◆ ACTIVITY ◆
Please pick up the forum discussion of PTX and its Cedax sales where it stops, and write the next part.

◆ GIVEN TEXT ◆
━━━━━━━━━━

The product sales are stagnant to flat with DESI or unapproved products taking a toll. Cedax did grow to $2.5 million in sales, hardly enough to support the company long term with high cost of goods. Expect a $5-6 share price.
Harumph, harumph. Movumupout, you seem to know what you are talking about. PTX and this whole layer of the specialty pharma sector are the walking dead. DESI business will go away almost entirely (with the exception of the pittance of undercover OTC products that move without any third-party or Medicaid coverage). The Cedax and head lice business -- that's going to be an uphill battle. Productivity at the rep level with these boat anchors will suffer.
The analyst community had high hopes for high margins based on PTX's history. What they didn't understand was that historically PTX was getting huge productivity moving their Medicaid-covered DESI drugs. All that was required in that world was a sample drop and good coverage. The reps were glorified delivery wonks. Having to actually convince a doctor to write scripts for a third-tier antibiotic priced well north of $100/bottle is a much more difficult task. Sales and marketing costs go up, revenues flat to down, and the market turns on you.
1) I talked to some docs about Cedax, every one of them said they wouldn't use it as a "first line" treatment for a child's ear infection. They all said that they would use amoxicillin first, which is less expensive and better tolerated. On top of that, they all said that there is at least 6 generic cephalosporins on the market that are all cheaper than branded Cedax! Cedax will never see the the type of growth the company is promising.

━━━━━━━━━━

◆ DATA EXTRACT ◆
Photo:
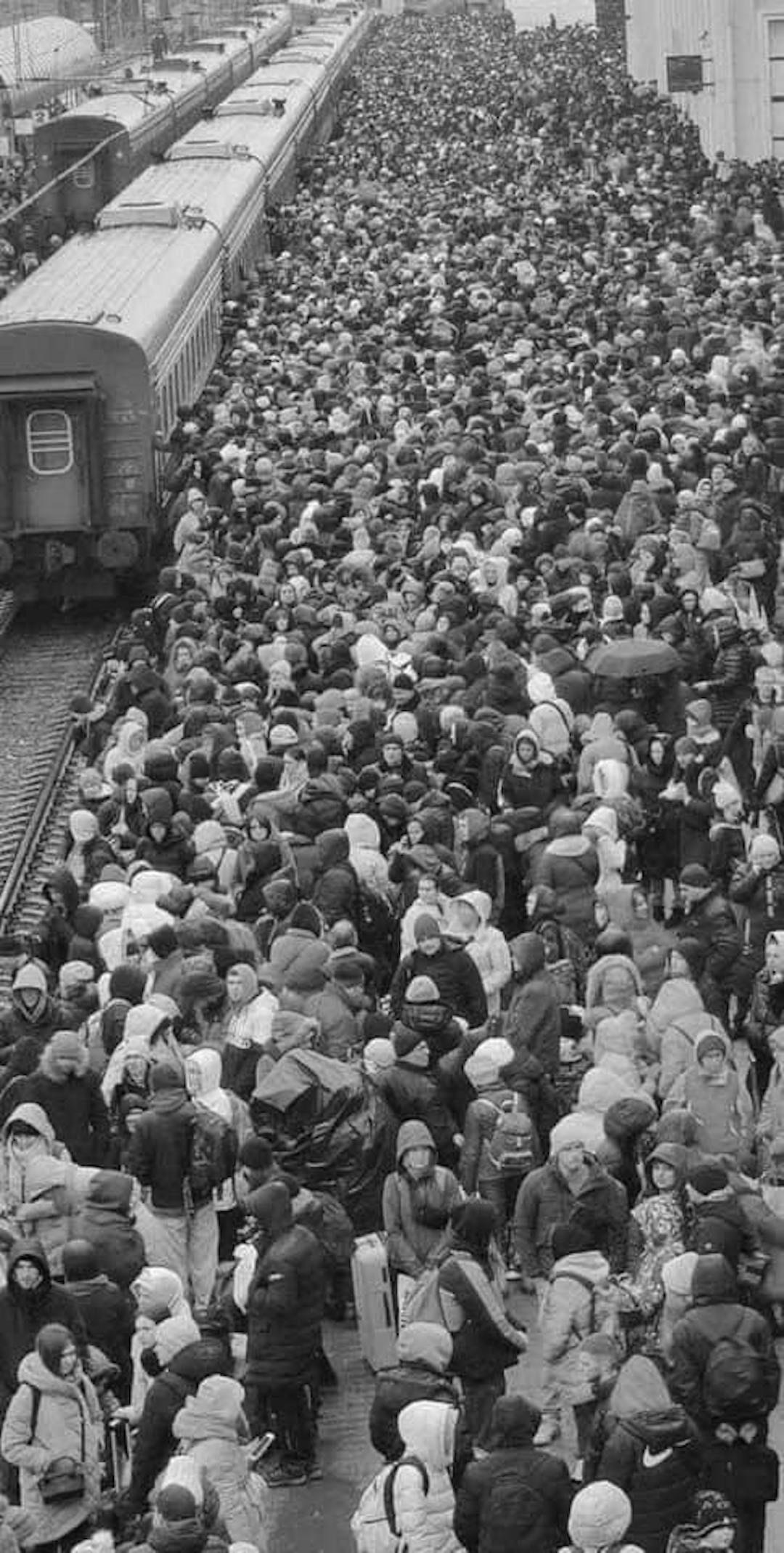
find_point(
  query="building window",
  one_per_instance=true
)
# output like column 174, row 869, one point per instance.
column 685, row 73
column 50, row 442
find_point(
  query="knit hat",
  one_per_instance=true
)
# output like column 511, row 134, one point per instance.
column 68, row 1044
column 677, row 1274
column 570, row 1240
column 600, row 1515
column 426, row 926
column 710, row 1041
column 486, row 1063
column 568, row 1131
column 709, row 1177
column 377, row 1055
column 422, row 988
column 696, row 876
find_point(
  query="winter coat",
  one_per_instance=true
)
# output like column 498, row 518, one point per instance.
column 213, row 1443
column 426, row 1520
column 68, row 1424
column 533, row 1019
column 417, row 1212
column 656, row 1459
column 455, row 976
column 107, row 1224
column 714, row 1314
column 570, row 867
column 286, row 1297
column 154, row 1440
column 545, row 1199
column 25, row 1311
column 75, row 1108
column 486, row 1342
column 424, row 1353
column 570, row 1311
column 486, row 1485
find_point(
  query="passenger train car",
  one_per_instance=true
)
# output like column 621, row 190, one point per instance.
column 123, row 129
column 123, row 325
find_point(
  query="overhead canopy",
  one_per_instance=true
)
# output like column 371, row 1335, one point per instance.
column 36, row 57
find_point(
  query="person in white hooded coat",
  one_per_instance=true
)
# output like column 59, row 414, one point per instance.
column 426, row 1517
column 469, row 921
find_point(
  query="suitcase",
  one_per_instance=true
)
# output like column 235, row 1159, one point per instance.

━━━━━━━━━━

◆ RESPONSE TO THIS TASK ◆
2) In the two quarters that were supposed to be PTX's best, Q4 and Q1, they only did .06c and .04c, way below (66% below) analyst estimates. No matter how you look at it, or rationalize it, this company is way underperforming, largely because Cedax is underperforming. They say most acquisitions turn out to be a bust, Cedax is probably no different.
3) The cold/ allergy products are completely generic (as in their active ingredients are not in any way unique, tons of products have the same ingredients!), in a highly competitive market and aren't worth much in a sale (or valued much in the stock price maybe 8 to 10x earnings, tops). Also, the cold products franchise is slowly decaying, and thats why the mgt team is anxiously trying to sign as many agreements they can to diversify its business. Because its bread and butter cold product line has been in trouble for awhile now. Expect stagnant to falling sales and decreasing margins on these products.
4) Company has diluted shareholders over the last year by 20% by issuing stock, options, to employees, mgt, and even to do the Parapro deal.